Dataset rows showing where objects appear:
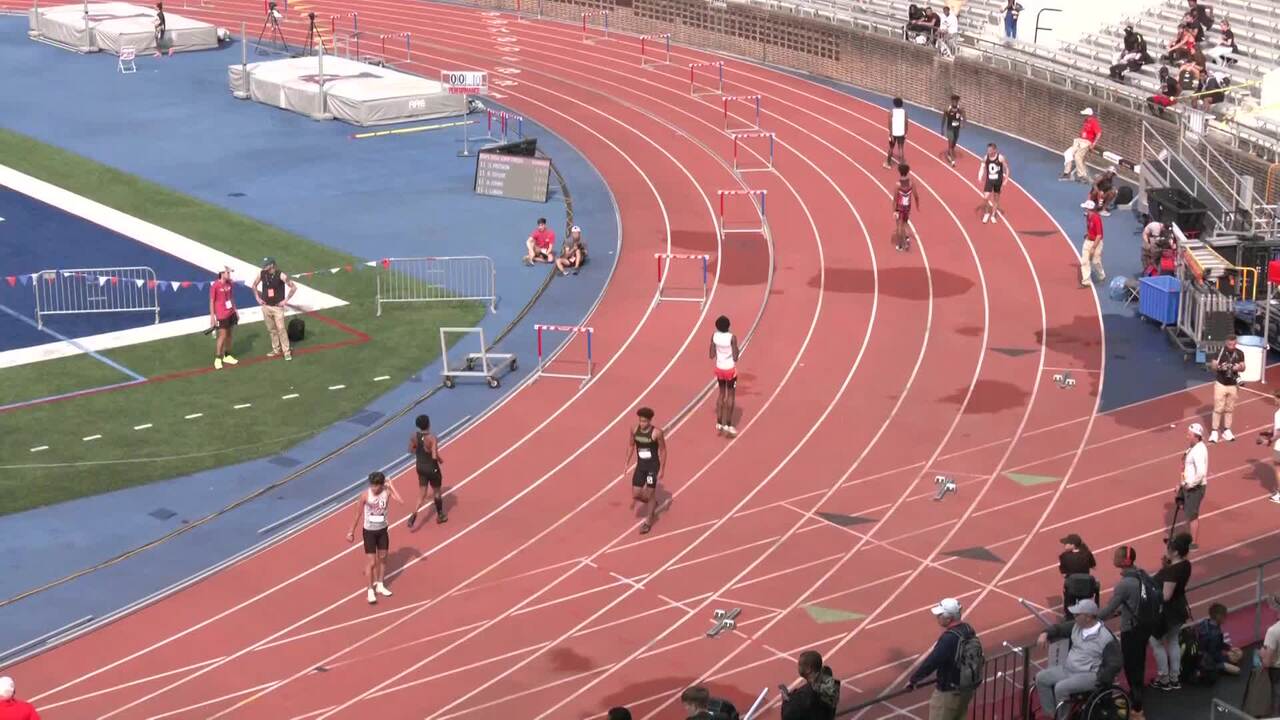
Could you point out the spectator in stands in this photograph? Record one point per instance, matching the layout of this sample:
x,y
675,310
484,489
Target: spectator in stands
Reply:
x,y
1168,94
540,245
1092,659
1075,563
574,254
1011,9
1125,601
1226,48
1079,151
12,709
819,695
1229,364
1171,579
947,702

* * *

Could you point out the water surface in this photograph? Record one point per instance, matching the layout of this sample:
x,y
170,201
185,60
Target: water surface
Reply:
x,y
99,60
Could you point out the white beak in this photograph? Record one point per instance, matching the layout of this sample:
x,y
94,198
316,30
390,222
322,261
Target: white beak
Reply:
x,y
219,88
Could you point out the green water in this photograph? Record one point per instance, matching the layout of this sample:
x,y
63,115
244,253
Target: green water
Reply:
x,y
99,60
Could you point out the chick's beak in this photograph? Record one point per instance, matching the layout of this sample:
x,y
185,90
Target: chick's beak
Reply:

# [Written instruction]
List every line in the entries above that contains the word "sample". Case counts.

# [Solved problem]
Could you point out the spectator in stands in this photograph? Record one point per instance, matching the layout of this sample:
Could you point out the water surface in this photograph? Record one point per instance, matching the layout of this sample:
Could you point out the white beak in this photograph? Record one point per instance, matching the layout of this sample:
Could you point out the green water in this photograph? Record one point per instance, matching the layout of this sample:
Could you point out the chick's beak in this photograph? Record one point per instance, matching the layout of this sample:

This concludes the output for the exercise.